→ Task set:
- A) From the forum discussion comparing the M1 Max with a Ryzen laptop, write out the passage from "it's not just" up to and including "socketed-memory laptop system.".
- B) Extend the forum discussion comparing the M1 Max with a Ryzen laptop, picking up right after its final sentence.

→ Exercise passage:
####################
I have a 14" MBP with an M1 Max and 64GB. The M3 won't really make a difference, but the RAM, since unified, is huge. I can run most models on this machine with realtime performance compared to a Ryzen 7735HS and 64GB (DDR5). Now I'm not saying the Ryzen setup should be good, but the M1 architecture just makes it a much better option. I could add an eGPU to the Ryzen system and it could likely do better, but would also exceed the price point and portability.
it's not just that it's huge and unified - ryzen APUs obviously can have 2x32GB SODIMMs put in them and they support unified memory too.

the difference is the bandwidth and the computational power of the APU. M1 Max is roughly similar to a PS5 in terms of overall system design (shader configuration and bandwidth) plus has dedicated AI inference units already (which won't be added to consoles until PS5 Pro launches with RDNA 3.5). It is far more bandwidth than you can get out of a socketed-memory laptop system.

https://twitter.com/Locuza_/status/1450271726827413508

To support that level of performance in a socketed-memory system you will need an extra layer of caching added to the processor to supplement the bandwidth - and maybe still need to go to quad-channel. Those products are Strix and Strix Halo and should be hitting the market over the next year or two but the reality is that the M1 Max was an absurdly powerful laptop, far more potent than even the first-gen 5nm laptops for x86 let alone the other junk you could buy in 2020.
####################
(Recorded data)
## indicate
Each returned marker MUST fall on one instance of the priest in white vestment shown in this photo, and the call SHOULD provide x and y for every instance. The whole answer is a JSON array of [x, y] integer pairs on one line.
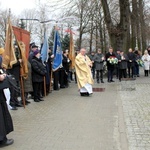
[[83, 66]]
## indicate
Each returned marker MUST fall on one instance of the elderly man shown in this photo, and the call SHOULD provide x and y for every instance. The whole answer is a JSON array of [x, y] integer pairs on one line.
[[83, 66]]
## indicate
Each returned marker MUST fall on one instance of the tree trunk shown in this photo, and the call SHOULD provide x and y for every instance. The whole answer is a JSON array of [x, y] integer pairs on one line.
[[118, 34]]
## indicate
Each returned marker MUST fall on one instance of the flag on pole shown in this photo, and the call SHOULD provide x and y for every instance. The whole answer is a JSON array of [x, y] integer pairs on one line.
[[9, 57], [44, 50], [71, 54], [57, 51]]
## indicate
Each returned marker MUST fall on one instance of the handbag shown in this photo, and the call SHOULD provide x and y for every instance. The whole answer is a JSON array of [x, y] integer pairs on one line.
[[4, 84], [12, 82]]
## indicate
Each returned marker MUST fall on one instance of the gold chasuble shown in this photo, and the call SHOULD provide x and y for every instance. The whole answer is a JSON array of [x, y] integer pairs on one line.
[[83, 70]]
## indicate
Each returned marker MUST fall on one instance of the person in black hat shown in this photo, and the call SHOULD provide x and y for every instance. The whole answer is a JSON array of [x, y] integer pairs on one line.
[[6, 124], [38, 73], [33, 48]]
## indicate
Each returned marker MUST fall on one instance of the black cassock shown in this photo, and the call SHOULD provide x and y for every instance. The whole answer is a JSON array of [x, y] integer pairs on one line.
[[6, 125]]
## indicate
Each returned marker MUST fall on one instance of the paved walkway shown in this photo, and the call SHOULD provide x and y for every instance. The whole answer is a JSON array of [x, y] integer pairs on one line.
[[110, 120]]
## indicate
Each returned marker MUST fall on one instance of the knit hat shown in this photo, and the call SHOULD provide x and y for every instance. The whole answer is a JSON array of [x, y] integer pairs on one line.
[[36, 52], [1, 51]]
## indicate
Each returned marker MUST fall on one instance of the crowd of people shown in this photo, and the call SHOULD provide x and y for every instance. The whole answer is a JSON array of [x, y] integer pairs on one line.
[[119, 63], [41, 80]]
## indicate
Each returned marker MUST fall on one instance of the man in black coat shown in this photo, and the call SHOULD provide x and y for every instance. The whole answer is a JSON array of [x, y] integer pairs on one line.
[[6, 125], [15, 71], [38, 73], [122, 65], [110, 67], [131, 63], [66, 63]]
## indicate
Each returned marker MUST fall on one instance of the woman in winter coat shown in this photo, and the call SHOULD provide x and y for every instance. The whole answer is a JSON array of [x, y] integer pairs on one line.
[[99, 65], [123, 65], [38, 73], [146, 60]]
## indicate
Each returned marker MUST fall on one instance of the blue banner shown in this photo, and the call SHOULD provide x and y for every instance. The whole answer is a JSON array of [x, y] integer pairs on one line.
[[44, 50], [57, 51]]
####################
→ Responses by item number:
- A)
it's not just that it's huge and unified - ryzen APUs obviously can have 2x32GB SODIMMs put in them and they support unified memory too.

the difference is the bandwidth and the computational power of the APU. M1 Max is roughly similar to a PS5 in terms of overall system design (shader configuration and bandwidth) plus has dedicated AI inference units already (which won't be added to consoles until PS5 Pro launches with RDNA 3.5). It is far more bandwidth than you can get out of a socketed-memory laptop system.

- B)
This is the problem with the discourse around apple silicon for the last few years: yeah, they're expensive, but even a loaded-out x86 laptop doesn't get you the same capabilities. Even if the x86 is competitive in some particular benchmark on iso-node you are probably spending more power to do it, and the x86 product comes years after the apple product, and still has a much weaker gpu and less bandwidth (which doesn't just matter for GPU, it matters for compiling and JIT too).

It is incredibly silly to look back on the discourse in 2020-2023 around apple silicon, a lot of reviewers made extremely silly claims about how "even 7nm x86 processors were already competitive with apple silicon" and as the ecosystems have matured it is obvious that even 5nm processors are not quite competitive yet. And they dumped on the SPEC tests and Geekbench that measured this properly, in favor of dumb things like cinebench R23 and so on (it's always cinebench used for this dumb shit tbh, CB R13/R15 were hugely misleading at the zen1 launch too). Let alone things like, you know, compiling or JVM/node workloads...)

(similarly, gotta love the vibe a few years ago of: "threadripper vs mac pro" - did you know that a 64C threadripper with 256GB RAM is actually cheaper than a mac pro loaded out with 2TB!? waow, who knew systems with an order of magnitude less capacity would be cheaper!? https://youtu.be/BH291DQRIOg )

I've had less luck with Mixtral, but I run Yi 34B finetunes for general personal use, including quick queries for work.

Its kinda like GPT 3.5, with no internet access and slightly less reliable responses, but unrestrained, much faster and with a huge (up to 75K on my Nvidia 3090) usable context.

Mixtral is extremely fast though, at least at a batch size of 1.

Which Yi 34B finetunes are you using that have a 75,000 token length?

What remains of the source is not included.